To be done
Exclude any images and output the remaining records exactly.

Task data
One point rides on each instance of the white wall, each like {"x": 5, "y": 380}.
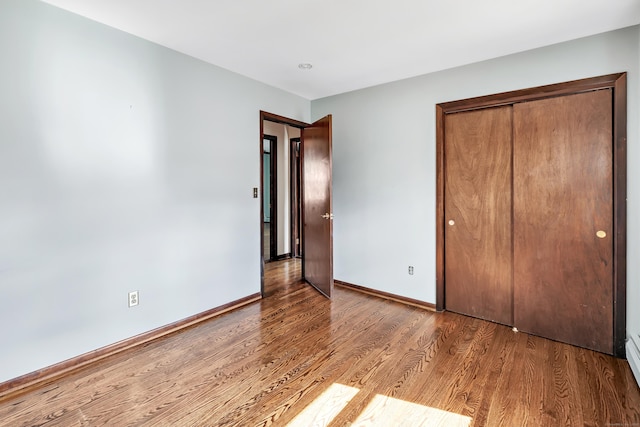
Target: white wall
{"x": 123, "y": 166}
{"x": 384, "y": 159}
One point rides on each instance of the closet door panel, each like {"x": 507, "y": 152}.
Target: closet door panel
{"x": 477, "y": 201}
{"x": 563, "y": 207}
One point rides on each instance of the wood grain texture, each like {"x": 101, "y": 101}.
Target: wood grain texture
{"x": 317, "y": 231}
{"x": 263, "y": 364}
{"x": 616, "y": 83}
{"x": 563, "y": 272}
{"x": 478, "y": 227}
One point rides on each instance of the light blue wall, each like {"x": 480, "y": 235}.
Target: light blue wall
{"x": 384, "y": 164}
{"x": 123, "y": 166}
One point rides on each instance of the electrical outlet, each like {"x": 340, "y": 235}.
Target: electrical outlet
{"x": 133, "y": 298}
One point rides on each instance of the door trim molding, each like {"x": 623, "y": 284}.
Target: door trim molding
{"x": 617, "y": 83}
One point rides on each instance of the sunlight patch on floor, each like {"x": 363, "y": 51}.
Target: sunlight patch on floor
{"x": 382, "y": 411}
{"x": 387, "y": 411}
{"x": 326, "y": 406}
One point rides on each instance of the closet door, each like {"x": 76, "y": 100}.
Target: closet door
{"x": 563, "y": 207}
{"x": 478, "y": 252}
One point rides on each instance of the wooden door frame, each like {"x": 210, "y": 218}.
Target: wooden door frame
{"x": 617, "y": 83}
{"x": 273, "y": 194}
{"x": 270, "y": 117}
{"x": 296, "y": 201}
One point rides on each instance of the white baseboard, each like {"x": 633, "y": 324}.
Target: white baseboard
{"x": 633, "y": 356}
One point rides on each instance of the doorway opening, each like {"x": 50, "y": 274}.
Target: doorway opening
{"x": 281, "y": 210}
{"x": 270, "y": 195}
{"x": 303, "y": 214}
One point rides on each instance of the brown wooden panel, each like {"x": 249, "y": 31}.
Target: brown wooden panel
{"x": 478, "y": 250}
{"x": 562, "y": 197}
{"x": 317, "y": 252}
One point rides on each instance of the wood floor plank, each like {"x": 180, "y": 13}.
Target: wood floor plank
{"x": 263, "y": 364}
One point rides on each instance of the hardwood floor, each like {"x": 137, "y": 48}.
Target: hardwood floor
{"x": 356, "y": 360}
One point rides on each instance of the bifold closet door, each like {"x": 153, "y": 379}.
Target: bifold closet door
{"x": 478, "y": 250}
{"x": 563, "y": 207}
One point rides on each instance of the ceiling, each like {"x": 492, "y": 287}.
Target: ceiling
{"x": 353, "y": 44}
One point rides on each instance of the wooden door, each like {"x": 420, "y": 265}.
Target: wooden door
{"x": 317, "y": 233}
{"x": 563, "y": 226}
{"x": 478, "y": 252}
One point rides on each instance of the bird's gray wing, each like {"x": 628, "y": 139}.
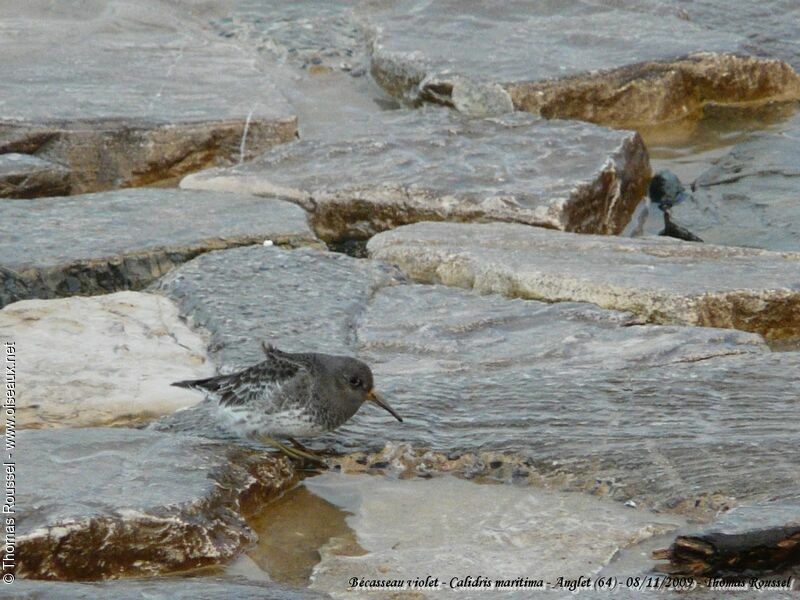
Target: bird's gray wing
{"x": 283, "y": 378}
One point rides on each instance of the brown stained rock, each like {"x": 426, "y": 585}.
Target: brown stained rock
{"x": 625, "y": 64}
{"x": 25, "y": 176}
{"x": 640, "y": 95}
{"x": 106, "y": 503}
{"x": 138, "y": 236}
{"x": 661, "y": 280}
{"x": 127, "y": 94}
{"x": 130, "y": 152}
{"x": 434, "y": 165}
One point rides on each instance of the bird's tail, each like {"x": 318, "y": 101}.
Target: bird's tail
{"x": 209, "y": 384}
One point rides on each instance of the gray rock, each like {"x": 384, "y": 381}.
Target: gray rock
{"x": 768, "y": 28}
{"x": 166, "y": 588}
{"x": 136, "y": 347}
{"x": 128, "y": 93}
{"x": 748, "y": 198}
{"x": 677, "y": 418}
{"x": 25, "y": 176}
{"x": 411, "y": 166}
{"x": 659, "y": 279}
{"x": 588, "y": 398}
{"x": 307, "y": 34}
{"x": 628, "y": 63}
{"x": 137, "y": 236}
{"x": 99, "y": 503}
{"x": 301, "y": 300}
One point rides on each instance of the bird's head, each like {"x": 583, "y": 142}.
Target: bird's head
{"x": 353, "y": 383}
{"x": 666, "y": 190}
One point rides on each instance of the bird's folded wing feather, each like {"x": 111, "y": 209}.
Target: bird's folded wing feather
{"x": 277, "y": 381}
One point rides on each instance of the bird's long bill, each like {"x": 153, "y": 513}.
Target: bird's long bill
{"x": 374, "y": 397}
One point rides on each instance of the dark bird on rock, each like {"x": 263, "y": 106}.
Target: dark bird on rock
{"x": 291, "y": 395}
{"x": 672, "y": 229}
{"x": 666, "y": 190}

The solution
One point rides on each instance of the white wall, each like {"x": 5, "y": 380}.
Target: white wall
{"x": 123, "y": 166}
{"x": 384, "y": 159}
One point rides on each instance of the closet door panel, each like {"x": 507, "y": 152}.
Target: closet door panel
{"x": 477, "y": 201}
{"x": 563, "y": 207}
One point rides on each instance of the wood grain texture, each like {"x": 101, "y": 101}.
Target: wood grain texture
{"x": 317, "y": 231}
{"x": 263, "y": 364}
{"x": 616, "y": 83}
{"x": 563, "y": 272}
{"x": 478, "y": 227}
One point rides on each instance of the light blue wall, each like {"x": 480, "y": 235}.
Target: light blue wall
{"x": 384, "y": 164}
{"x": 123, "y": 166}
One point rides on each instance of the electrical outlet, each like {"x": 340, "y": 235}.
Target: electrical outlet
{"x": 133, "y": 298}
One point rides on each instance of the door trim molding, each like {"x": 623, "y": 284}.
Target: door trim molding
{"x": 617, "y": 83}
One point rides on each instance of the sunlight patch on floor, each like {"x": 363, "y": 51}.
Target: sunlight patch on floor
{"x": 382, "y": 411}
{"x": 387, "y": 411}
{"x": 326, "y": 406}
One point rides on each instance of the closet door, each like {"x": 76, "y": 100}.
Target: closet door
{"x": 563, "y": 207}
{"x": 478, "y": 252}
One point rides on each instance of the wooden door frame, each like {"x": 210, "y": 218}.
Target: wooden door frame
{"x": 617, "y": 83}
{"x": 273, "y": 194}
{"x": 270, "y": 117}
{"x": 296, "y": 201}
One point rides on each instance of the white baseboard, each like {"x": 633, "y": 324}.
Target: white baseboard
{"x": 633, "y": 356}
One point rides on each instance of the doorway opening, each like {"x": 50, "y": 274}.
Target: doorway opening
{"x": 281, "y": 210}
{"x": 270, "y": 195}
{"x": 303, "y": 214}
One point rides on each instance of the brown wooden panel, each like {"x": 249, "y": 31}.
Target: brown wooden panel
{"x": 478, "y": 250}
{"x": 562, "y": 197}
{"x": 317, "y": 252}
One point rides on each instance of the wood floor plank, each like {"x": 180, "y": 13}.
Target: wood floor plank
{"x": 263, "y": 364}
One point rides on each instance of the hardwood floor, each like {"x": 137, "y": 48}.
Target: hardwood floor
{"x": 356, "y": 360}
One point rides on each instance of the bifold closet door, each like {"x": 153, "y": 379}.
Target: bifold closet door
{"x": 478, "y": 250}
{"x": 563, "y": 207}
One point rides on each instance of the ceiling, each like {"x": 492, "y": 287}.
Target: ceiling
{"x": 353, "y": 44}
One point rides on each instance of the wooden door, each like {"x": 420, "y": 265}.
Target: wooden door
{"x": 317, "y": 233}
{"x": 563, "y": 226}
{"x": 478, "y": 252}
One point rides on each instance of the bird's gray wing, each like {"x": 628, "y": 139}.
Target: bird's gray wing
{"x": 283, "y": 378}
One point rides on each instance of the brown stained rock, each like {"x": 426, "y": 585}.
Target: brown stained rock
{"x": 625, "y": 64}
{"x": 25, "y": 176}
{"x": 640, "y": 95}
{"x": 106, "y": 503}
{"x": 138, "y": 236}
{"x": 661, "y": 280}
{"x": 127, "y": 94}
{"x": 130, "y": 152}
{"x": 434, "y": 165}
One point rides on each instance of the bird's tail, each like {"x": 318, "y": 101}.
Target: bird's tail
{"x": 209, "y": 384}
One point rides on each instance of the gray rock, each like {"x": 384, "y": 381}.
Target: gray rock
{"x": 768, "y": 28}
{"x": 166, "y": 588}
{"x": 136, "y": 347}
{"x": 128, "y": 93}
{"x": 748, "y": 198}
{"x": 677, "y": 418}
{"x": 25, "y": 176}
{"x": 411, "y": 166}
{"x": 659, "y": 279}
{"x": 588, "y": 398}
{"x": 307, "y": 34}
{"x": 628, "y": 63}
{"x": 137, "y": 236}
{"x": 99, "y": 503}
{"x": 301, "y": 300}
One point rides on each instance of the bird's head, each like {"x": 583, "y": 142}.
Target: bird's head
{"x": 353, "y": 383}
{"x": 666, "y": 190}
One point rides on each instance of the bird's folded wing feather, each like {"x": 111, "y": 209}.
Target: bird's folded wing feather
{"x": 277, "y": 381}
One point rides on each instance of the bird's long bill, each like {"x": 153, "y": 513}.
Target: bird's long bill
{"x": 374, "y": 397}
One point rides on each instance of the dark bird on rock, each like {"x": 263, "y": 106}.
Target: dark bird on rock
{"x": 291, "y": 395}
{"x": 672, "y": 229}
{"x": 666, "y": 190}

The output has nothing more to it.